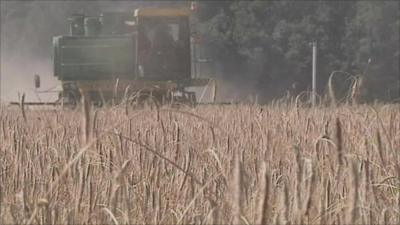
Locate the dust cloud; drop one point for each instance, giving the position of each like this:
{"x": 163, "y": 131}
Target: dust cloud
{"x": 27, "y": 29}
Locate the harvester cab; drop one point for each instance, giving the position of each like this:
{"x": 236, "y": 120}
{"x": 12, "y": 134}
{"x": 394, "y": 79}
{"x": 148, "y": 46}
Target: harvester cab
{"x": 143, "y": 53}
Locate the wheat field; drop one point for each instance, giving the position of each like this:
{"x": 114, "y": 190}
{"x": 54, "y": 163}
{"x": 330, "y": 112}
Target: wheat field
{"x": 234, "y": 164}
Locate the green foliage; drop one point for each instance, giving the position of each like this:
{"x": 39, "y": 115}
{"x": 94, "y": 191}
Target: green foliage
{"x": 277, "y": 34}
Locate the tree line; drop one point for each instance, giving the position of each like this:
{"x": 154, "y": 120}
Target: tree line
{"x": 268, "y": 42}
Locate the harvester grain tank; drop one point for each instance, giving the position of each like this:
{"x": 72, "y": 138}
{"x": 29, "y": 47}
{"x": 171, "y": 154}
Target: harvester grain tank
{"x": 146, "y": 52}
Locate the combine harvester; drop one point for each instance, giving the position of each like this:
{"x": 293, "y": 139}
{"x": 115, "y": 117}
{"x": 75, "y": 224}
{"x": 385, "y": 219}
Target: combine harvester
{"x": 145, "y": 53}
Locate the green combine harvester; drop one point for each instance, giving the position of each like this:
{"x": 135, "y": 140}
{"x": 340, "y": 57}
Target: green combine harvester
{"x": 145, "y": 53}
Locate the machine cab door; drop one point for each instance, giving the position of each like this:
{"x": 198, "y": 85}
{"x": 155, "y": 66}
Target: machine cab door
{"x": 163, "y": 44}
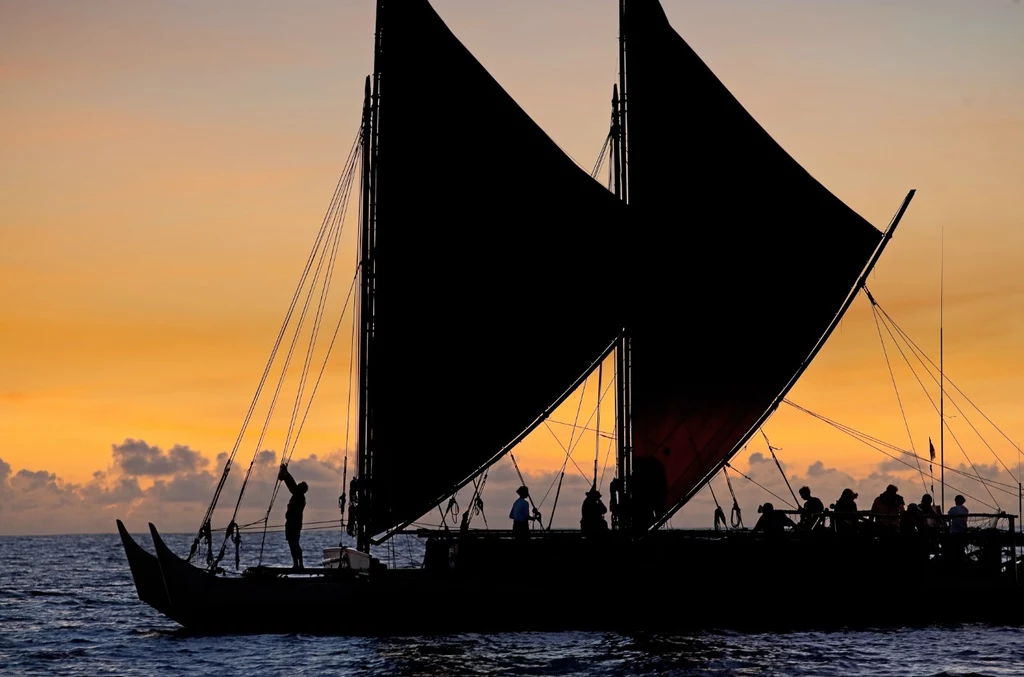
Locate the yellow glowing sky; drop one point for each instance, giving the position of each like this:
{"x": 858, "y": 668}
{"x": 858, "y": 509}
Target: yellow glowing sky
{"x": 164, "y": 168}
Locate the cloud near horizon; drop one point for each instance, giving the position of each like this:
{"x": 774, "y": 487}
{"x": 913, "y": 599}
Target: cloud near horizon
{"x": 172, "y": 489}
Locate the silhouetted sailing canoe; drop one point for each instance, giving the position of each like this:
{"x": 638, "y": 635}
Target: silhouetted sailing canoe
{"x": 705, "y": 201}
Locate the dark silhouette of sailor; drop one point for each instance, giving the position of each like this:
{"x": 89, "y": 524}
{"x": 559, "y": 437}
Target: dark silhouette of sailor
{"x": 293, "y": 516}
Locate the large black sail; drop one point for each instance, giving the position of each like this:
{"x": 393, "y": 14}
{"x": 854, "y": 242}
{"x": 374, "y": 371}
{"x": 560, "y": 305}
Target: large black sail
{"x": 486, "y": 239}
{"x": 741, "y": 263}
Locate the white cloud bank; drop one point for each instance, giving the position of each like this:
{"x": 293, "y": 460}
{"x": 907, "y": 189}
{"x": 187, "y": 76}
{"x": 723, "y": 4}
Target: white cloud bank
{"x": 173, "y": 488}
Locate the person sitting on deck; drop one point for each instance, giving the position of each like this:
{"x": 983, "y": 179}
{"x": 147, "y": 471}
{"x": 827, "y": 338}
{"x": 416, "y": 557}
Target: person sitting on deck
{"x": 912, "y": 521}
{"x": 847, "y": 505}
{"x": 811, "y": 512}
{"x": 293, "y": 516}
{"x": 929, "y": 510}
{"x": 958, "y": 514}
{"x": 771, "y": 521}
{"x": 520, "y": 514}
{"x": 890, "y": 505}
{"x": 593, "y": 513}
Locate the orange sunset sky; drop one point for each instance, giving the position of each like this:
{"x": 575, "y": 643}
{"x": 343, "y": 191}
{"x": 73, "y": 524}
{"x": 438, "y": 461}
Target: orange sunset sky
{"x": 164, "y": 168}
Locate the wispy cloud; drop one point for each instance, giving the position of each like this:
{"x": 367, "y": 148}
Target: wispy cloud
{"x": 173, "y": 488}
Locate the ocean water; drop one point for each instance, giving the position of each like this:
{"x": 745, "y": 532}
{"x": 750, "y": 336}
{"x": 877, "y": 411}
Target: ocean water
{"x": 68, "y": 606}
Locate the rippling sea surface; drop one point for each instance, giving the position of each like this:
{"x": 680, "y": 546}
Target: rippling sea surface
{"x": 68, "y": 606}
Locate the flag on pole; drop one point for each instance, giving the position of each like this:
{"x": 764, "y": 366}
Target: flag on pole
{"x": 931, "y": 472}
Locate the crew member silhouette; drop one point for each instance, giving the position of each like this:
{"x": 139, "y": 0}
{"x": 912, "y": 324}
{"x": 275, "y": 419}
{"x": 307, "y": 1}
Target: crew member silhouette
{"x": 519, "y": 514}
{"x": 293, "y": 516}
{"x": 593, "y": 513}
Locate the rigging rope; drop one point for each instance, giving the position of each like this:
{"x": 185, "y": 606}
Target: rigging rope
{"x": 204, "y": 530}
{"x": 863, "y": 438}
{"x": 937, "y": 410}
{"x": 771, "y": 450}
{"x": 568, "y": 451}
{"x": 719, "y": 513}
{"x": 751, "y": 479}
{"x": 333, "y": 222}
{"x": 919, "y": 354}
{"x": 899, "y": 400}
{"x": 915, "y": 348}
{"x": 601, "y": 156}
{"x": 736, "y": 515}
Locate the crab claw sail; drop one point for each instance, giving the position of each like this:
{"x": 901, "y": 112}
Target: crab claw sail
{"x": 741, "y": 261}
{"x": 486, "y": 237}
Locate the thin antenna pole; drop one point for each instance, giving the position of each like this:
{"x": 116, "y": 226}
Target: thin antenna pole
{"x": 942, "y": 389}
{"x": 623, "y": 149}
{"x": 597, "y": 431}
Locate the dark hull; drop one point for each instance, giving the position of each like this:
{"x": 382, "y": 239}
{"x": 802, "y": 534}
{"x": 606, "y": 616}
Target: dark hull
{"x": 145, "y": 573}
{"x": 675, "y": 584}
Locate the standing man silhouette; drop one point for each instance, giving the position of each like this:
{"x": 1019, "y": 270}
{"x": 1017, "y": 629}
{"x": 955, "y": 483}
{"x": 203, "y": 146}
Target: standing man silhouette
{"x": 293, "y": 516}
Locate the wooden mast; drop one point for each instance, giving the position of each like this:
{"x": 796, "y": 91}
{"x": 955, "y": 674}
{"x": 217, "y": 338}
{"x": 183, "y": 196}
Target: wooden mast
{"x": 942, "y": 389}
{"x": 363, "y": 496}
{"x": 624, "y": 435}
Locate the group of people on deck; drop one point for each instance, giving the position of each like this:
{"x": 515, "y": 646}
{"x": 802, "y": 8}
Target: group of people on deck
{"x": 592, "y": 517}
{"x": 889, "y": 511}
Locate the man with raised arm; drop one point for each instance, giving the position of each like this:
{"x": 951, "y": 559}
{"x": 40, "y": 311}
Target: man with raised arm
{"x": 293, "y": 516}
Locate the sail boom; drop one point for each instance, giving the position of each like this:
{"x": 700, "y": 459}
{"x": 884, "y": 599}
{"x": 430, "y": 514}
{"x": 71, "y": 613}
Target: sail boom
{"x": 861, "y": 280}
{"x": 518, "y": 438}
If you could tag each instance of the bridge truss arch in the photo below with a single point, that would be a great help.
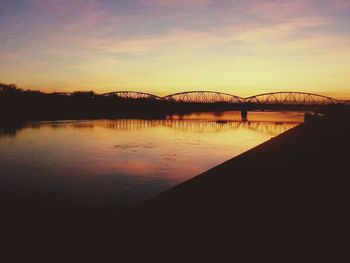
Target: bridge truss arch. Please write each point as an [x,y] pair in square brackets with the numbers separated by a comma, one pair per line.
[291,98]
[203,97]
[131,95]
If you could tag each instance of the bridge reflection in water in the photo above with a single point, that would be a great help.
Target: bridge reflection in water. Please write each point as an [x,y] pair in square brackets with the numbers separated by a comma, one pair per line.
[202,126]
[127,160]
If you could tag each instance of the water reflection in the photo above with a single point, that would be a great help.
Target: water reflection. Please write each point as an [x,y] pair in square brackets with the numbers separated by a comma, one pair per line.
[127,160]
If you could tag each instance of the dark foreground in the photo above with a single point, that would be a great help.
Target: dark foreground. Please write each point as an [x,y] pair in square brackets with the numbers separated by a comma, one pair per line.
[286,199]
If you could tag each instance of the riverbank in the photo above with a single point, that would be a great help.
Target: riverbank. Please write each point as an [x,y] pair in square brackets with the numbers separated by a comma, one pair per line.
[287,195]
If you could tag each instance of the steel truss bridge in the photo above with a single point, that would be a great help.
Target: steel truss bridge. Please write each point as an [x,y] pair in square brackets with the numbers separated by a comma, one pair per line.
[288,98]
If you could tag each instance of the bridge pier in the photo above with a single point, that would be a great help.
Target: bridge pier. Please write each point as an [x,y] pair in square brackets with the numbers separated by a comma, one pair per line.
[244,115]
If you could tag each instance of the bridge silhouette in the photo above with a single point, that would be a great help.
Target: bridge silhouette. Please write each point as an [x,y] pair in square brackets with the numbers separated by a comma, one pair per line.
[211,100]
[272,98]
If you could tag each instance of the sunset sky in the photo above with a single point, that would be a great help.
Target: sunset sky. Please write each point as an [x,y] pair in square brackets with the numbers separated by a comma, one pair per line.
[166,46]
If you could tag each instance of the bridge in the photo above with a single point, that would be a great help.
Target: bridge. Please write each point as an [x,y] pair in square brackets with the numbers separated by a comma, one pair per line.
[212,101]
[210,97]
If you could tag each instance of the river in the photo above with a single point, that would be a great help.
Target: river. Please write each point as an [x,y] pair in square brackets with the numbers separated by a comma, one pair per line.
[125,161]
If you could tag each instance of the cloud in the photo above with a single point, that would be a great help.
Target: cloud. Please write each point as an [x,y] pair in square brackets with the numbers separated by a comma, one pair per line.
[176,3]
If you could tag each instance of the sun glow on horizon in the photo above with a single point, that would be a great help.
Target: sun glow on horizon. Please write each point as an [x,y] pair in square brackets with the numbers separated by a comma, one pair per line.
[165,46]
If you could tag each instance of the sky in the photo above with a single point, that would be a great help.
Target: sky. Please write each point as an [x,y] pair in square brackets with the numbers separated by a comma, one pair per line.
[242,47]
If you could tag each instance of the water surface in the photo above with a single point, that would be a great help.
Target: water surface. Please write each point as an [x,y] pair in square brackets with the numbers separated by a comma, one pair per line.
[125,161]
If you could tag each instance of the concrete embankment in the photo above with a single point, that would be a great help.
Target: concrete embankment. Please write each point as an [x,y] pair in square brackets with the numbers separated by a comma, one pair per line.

┄┄┄┄┄┄┄┄┄┄┄┄┄┄┄┄┄┄┄┄

[About this task]
The entries above hold the needed span. Transcribe exactly the lines from the one with "If you could tag each instance of the dark" to the one with "If you could tag each instance of the steel", both included.

[Answer for this exercise]
If you could tag each instance of the dark foreground in the photo above with a single point, that would be a great help.
Target: dark foreground. Please write each point as an [x,y] pair in square brackets with the numbers separated by a comma, one pair per line.
[286,199]
If you could tag each instance of the riverbank in the photo above with a single point, that would be a great help.
Target: riverbank. Please write each point as an [x,y] pair in square brackets with the numbers separated by a comma, one pair per line.
[287,195]
If you could tag each instance of the steel truss bridge in the photo above with a single point, that would be a great help.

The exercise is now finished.